United States District Court, S.D. Illinois
Aug 9, 2007
No. 06-cv-0626DRH (S.D. Ill. Aug. 9, 2007)

Opinion

No. 06-cv-0626DRH.

August 9, 2007


MEMORANDUM and ORDER


I. Introduction and Background

Pending before the Court is a Report and Recommendation ("the Report") submitted by Magistrate Judge Clifford J. Proud recommending that the Court dismiss with prejudice as untimely Schoffner's petition for writ of habeas corpus (Doc. 17). Schoffner filed objections to the Report (Doc. 18). Based on the following, the Court adopts the Report in its entirety.

On August 14, 2006, Cleodious Schoffner, Jr., an inmate within the Illinois Department of Corrections housed at Menard Correctional Center, filed a pro se petition for writ of habeas corpus pursuant to 28 U.S.C. § 2254 (Doc. 1). Schoffner's petition alleges: (1) ineffective assistance of trial counsel; (2) trial court erred when it refused to grant a change of venue; (3) the prosecutor erred in delivering his opening statement; (4) he was not proven guilty beyond a reasonable doubt; (5) ineffective assistance of appellate counsel; (6) his sentence violated Apprendi ; (7) the theory of accountability was not charged, but that the jury was instructed and he was convicted under the theory of accountability; (8) trial court erred when it imposed a sentence of natural life imprisonment; (9) the statute on first degree murder under the theory of accountability is unconstitutional; and (10) his first 2-1401 collateral attack was not untimely. On November 17, 2006, Respondent filed a motion to dismiss arguing that Schoffner's petition for writ of habeas corpus is untimely (Doc. 10). Schoffner filed a reply to the motion to dismiss on December 12, 2006 (Doc. 14) and a minor correction on January 26, 2007 (Doc. 15). On June 20, 2007, Magistrate Judge Proud entered a Report pursuant to 28 U.S.C. § 636(b)(1)(B) (Doc. 17). The Report recommends that the Court grant Respondent's motion to dismiss and dismiss with prejudice Schoffner's petition for writ of habeas corpus as time-barred.

### GIVEN INFORMATION
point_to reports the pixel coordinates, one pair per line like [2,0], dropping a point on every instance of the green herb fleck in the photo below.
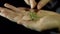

### CHALLENGE A
In the court memorandum on Schoffner's habeas petition, at which correctional center was Schoffner housed when he filed it?
### CHALLENGE B
Carry on the court memorandum on Schoffner's habeas petition from the point where it stops.

### RIGHT ANSWER A
Menard Correctional Center

### RIGHT ANSWER B
The Report was sent to the parties with a notice informing them of their right to appeal by way of filing "objections" within ten days of service of the Report. To date, Schoffner filed objections to the Report (Doc. 18). Since timely objections have been filed, this Court must undertake de novo review of the Report. 28 U.S.C. § 636(b)(1)(B); FED. R. CIV. P. 72(b); Southern District of Illinois Local Rule 73.1(b); Govas v. Chalmers , 965 F.2d 298, 301 (7th Cir. 1992). The Court may "accept, reject or modify the recommended decision." Willis v. Caterpillar Inc. , 199 F.3d 902, 904 (7th Cir. 1999). In making this determination, the Court must look at all the evidence contained in the record and give fresh consideration to those issues to which specific objection has been made. Id.

II. Procedural History

On March 3, 1998, after being convicted by a jury, Schoffner was sentenced to natural-life imprisonment for two murders that occurred during the armed robbery of a convenience store committed by Schoffner and his cousin, Glen Schoffner. He was also convicted of armed robbery, aggravated battery with a firearm and aggravated kidnaping, for which he was sentenced to 10 years imprisonment, to run consecutive to the life sentence. On December 6, 1999, the Illinois Appellate Court, Fifth District, denied his appeal. Schoffner did not file a petition for leave to appeal with the Illinois Supreme Court.

On July 22, 1999, Schoffner filed a pro se post conviction petition pursuant to 725 ILCS 5/122-1. On July 17, 2001, the circuit court dismissed the petition, finding that "most if not all of the issues raised" were " res judicata and/or waived," and the other issues were not meritorious. On April 23, 2004, the Illinois Appellate Court, Fifth District, affirmed the circuit court's dismissal. Thereafter on October 7, 2003, the Illinois Supreme Court denied Schoffner's petition for leave to appeal.

On June 30, 2004, Schoffner, again proceeding pro se, filed a second collateral attack upon a void judgment pursuant to 735 ILCS 5/2-1401. Another (seeming identical) petition was filed on October 27, 2004. On March 1, 2005, the circuit court denied the collateral attacks finding that no new judicable issues were presented and the petition was untimely. On January 26, 2006, the Illinois Appellate Court, Fifth District, affirmed the circuit court holding that the petition was out of time and that Schoffner's arguments had no merit. On May 24, 2006, the Illinois Supreme Court denied Schoffner's petition for leave to appeal.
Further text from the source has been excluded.